▶ PROBLEM REQUIREMENTS: Starting at the line containing "mark: the innermost point of each instance of the brown" and ending at the last line of the items, both included, write every line out again, keeping the mark and format lines unchanged, and scale each x, y coordinate by 0.85, rounding to whole numbers with halves going up. Leave the pictures out of your answer.

▶ Pointing items:
######
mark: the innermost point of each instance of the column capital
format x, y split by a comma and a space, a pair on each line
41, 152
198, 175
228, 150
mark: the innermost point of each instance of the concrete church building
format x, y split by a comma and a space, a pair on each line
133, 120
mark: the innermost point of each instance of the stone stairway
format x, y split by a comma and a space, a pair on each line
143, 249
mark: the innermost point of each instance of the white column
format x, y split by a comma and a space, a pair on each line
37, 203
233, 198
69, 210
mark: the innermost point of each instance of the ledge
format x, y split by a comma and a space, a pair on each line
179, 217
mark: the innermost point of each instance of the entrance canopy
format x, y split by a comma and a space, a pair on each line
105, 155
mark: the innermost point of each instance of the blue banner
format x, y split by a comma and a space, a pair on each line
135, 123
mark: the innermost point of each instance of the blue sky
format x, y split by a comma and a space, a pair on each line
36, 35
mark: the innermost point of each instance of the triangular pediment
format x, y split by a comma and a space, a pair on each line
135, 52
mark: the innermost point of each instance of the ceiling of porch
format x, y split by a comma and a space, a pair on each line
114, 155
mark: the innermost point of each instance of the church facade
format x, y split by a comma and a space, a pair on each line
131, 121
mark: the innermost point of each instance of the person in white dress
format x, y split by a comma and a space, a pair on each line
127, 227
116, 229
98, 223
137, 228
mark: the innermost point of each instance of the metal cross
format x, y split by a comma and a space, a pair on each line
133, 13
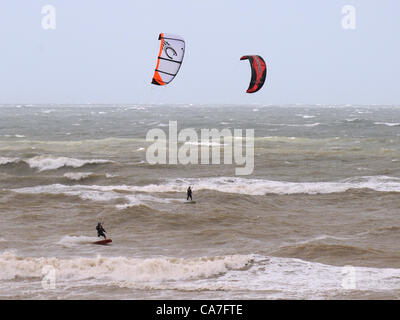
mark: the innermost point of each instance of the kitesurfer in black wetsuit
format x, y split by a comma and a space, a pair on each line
100, 231
189, 194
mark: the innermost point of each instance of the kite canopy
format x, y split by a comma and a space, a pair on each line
258, 72
169, 58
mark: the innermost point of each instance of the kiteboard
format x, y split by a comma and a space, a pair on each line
103, 242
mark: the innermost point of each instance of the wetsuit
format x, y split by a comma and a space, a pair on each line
100, 231
189, 194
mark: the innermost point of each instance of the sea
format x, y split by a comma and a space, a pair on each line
317, 218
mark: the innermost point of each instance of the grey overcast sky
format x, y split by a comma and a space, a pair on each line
105, 51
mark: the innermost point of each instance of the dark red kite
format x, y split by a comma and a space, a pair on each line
258, 72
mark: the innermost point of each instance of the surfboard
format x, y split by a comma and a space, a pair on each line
103, 242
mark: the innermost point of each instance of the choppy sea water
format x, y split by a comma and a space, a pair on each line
317, 219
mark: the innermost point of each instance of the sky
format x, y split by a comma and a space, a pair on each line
105, 51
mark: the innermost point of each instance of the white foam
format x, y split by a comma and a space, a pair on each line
389, 124
69, 241
76, 176
268, 277
97, 193
6, 160
120, 269
44, 163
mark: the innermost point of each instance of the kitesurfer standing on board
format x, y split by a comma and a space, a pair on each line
189, 194
100, 230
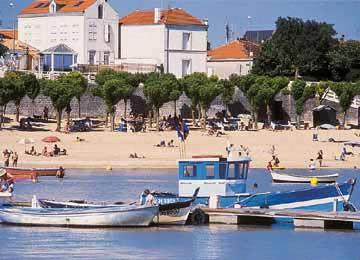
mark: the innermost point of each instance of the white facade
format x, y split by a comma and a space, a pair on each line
179, 49
224, 68
84, 32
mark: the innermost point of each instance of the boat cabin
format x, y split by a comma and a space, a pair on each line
215, 175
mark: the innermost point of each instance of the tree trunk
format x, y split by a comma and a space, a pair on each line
17, 106
157, 119
175, 108
296, 73
58, 120
268, 113
125, 108
79, 109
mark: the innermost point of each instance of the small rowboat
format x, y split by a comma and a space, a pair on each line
32, 171
292, 178
88, 217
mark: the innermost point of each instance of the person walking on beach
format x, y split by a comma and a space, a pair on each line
15, 158
320, 157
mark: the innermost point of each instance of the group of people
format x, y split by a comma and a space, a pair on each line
7, 155
45, 152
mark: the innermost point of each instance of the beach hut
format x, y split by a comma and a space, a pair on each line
324, 114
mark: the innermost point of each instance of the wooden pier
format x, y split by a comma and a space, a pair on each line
300, 219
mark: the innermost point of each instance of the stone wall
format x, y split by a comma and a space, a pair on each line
94, 107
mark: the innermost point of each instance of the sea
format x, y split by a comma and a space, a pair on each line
172, 242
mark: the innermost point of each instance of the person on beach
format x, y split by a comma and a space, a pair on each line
15, 158
6, 182
320, 157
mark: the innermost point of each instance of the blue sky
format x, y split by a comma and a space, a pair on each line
344, 14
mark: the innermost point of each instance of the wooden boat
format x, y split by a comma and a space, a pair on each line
80, 217
32, 171
292, 178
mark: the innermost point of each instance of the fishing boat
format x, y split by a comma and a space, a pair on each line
175, 213
80, 217
33, 172
222, 182
294, 178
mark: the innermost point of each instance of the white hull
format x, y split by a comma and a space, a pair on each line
283, 177
94, 217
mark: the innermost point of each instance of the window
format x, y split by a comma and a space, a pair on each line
92, 55
92, 31
100, 12
107, 58
190, 171
186, 67
186, 41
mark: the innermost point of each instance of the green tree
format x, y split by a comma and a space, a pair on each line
227, 91
297, 47
32, 87
192, 84
14, 82
343, 58
60, 93
346, 93
79, 86
158, 88
111, 93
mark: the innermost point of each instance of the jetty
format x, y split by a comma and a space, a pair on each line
300, 219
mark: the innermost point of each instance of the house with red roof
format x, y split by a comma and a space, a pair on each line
235, 57
173, 40
70, 32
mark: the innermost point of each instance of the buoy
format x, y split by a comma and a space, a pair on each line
313, 181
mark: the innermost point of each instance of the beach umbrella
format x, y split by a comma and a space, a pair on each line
51, 139
26, 141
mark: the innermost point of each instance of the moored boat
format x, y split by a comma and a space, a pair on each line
85, 217
34, 172
294, 178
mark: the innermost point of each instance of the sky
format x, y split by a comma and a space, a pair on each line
241, 15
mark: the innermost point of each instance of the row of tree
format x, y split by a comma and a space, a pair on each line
310, 49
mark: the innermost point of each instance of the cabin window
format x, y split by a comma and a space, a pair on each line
233, 172
210, 171
190, 171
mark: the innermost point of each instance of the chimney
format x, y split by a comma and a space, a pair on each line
157, 15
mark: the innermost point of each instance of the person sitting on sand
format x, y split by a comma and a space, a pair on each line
269, 166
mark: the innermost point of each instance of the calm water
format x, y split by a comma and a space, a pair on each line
213, 242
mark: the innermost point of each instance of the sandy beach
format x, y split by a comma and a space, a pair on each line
102, 149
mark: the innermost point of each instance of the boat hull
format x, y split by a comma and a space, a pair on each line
100, 217
288, 178
32, 171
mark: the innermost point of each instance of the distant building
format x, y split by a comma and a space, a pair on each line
88, 27
258, 36
235, 57
172, 40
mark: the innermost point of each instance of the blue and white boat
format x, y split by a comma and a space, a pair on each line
222, 183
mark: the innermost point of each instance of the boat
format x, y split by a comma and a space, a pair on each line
80, 217
293, 178
33, 172
175, 213
222, 182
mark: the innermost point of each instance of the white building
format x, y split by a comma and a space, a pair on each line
235, 57
172, 40
88, 27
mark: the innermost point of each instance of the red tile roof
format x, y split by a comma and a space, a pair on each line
8, 33
174, 16
238, 49
63, 6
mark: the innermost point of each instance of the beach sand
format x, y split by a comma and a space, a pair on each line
102, 149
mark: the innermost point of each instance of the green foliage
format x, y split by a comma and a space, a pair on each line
343, 58
296, 46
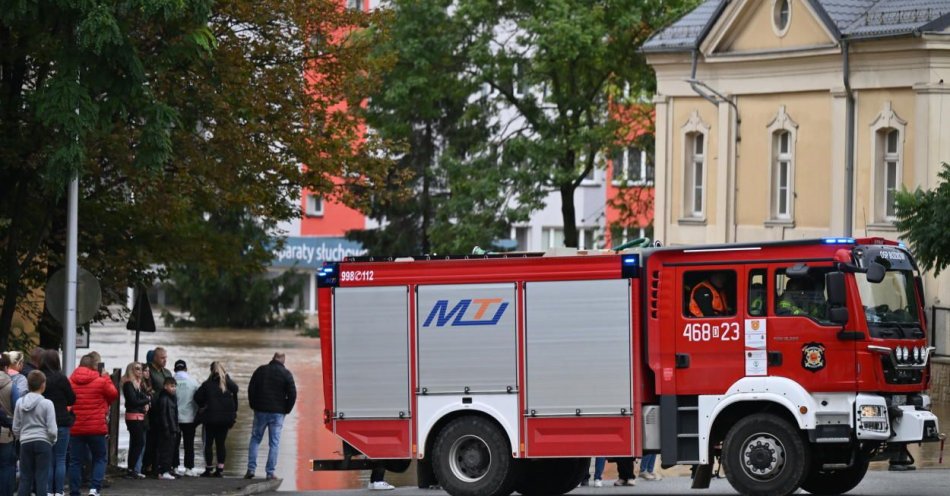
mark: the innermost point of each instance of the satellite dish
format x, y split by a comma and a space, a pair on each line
88, 296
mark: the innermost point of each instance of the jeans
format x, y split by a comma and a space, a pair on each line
57, 467
7, 467
34, 467
647, 463
217, 435
599, 464
136, 430
274, 423
186, 435
79, 448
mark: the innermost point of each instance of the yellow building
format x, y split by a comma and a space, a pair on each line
785, 119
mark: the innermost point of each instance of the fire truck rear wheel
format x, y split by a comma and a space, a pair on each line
835, 481
763, 455
471, 457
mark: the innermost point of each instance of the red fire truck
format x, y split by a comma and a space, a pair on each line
796, 363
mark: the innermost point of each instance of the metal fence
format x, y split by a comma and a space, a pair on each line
940, 329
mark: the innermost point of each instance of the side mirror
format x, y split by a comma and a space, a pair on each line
797, 271
838, 315
837, 294
875, 273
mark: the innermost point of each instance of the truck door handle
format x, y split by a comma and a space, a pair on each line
844, 335
775, 358
682, 360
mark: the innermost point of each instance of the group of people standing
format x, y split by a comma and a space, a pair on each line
163, 411
50, 415
44, 415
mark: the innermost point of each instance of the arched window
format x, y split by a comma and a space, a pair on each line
783, 133
695, 152
888, 133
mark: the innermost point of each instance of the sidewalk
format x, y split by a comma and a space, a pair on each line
191, 486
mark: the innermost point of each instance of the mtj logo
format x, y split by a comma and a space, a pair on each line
442, 315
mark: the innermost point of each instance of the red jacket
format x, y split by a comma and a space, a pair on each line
94, 393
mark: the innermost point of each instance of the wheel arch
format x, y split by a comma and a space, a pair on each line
776, 395
432, 432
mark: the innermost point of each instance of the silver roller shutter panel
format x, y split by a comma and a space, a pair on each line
371, 352
578, 347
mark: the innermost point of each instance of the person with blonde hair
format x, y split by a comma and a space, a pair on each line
14, 371
217, 403
137, 402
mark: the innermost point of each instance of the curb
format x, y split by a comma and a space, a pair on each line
264, 486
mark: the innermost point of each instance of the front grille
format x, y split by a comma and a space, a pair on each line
893, 375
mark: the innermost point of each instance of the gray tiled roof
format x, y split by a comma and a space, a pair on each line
683, 34
850, 18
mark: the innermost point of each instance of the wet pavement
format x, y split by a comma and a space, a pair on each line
304, 437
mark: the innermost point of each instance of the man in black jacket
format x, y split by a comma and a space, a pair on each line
272, 394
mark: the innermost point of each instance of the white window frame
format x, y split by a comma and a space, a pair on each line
314, 205
781, 124
623, 178
886, 122
779, 30
691, 180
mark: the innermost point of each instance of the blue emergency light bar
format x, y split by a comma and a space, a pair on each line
327, 277
630, 266
838, 241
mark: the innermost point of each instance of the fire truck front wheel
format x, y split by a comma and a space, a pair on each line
471, 457
763, 455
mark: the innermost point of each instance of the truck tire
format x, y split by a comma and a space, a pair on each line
471, 457
835, 481
551, 476
764, 456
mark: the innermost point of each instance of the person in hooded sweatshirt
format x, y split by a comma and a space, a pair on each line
60, 392
94, 393
8, 397
34, 424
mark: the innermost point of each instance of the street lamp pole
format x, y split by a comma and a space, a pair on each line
72, 270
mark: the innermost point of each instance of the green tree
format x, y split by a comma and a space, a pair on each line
922, 219
449, 188
172, 114
559, 64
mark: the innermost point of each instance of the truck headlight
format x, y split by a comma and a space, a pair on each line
873, 417
872, 411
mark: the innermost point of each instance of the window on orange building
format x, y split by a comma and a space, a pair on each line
314, 205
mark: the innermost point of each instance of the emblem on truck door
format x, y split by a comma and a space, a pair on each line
813, 356
442, 315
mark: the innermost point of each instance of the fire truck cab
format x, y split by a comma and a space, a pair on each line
796, 362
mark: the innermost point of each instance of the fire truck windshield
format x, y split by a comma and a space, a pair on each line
890, 306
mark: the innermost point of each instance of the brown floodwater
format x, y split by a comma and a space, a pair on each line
304, 437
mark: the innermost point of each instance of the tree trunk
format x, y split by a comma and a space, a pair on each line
569, 215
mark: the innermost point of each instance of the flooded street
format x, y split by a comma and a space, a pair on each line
304, 437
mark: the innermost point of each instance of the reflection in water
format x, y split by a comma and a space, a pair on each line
304, 437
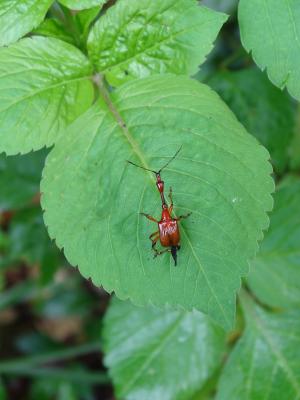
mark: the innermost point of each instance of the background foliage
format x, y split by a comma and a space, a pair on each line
60, 336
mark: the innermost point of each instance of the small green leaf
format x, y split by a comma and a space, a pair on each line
44, 85
142, 37
82, 4
265, 364
271, 33
53, 27
154, 354
275, 272
270, 116
18, 17
92, 197
20, 179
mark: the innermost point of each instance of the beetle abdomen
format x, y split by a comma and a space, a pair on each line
169, 233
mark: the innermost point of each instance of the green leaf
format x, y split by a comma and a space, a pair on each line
269, 116
20, 179
271, 33
82, 4
18, 17
29, 240
84, 19
275, 272
44, 85
265, 362
92, 197
178, 37
227, 6
294, 150
53, 27
158, 354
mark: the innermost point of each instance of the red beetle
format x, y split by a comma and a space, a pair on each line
168, 229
######
▶ IN RESPONSE:
mark: the innermost point of each instance of the brown floodwater
format x, y split by a comma and a space, a pair on each line
258, 371
mark: the innermost point of each instance of the tree trunk
format x, y split by a comma and a space, a pair on each line
484, 183
mark: the innermost point of each instance of the flooded street
format x, y split by a comma and a space, a pair on each line
258, 371
mark: the innermost point of each instance of the reflection in water
format x, y split by a comma and a space, a pair on each line
258, 371
mark: the innermost point of each instance of the background foliage
format x, y split by a comma and a space, a pair on each line
51, 286
mark: the innermost point of each instance of the small green leaf
format x, y split by a comma and a space, a pair on each line
37, 72
121, 31
70, 3
225, 309
230, 28
45, 23
131, 301
234, 231
230, 99
15, 14
78, 167
17, 152
mark: the innermost point of each instance of the beetle abdomen
format x, y split by a comma and a space, a pair on each line
144, 198
mark: the innermost point of each instance of the green leaf
format x, y split by a comma and a space, a pair on each line
229, 99
17, 152
230, 28
70, 3
15, 14
25, 204
71, 16
234, 231
37, 72
225, 308
78, 167
151, 31
193, 5
250, 128
45, 23
134, 301
mark: the innermost point of each instance of the red beetle
format x, y split by a comma and a space, a pair on each line
143, 195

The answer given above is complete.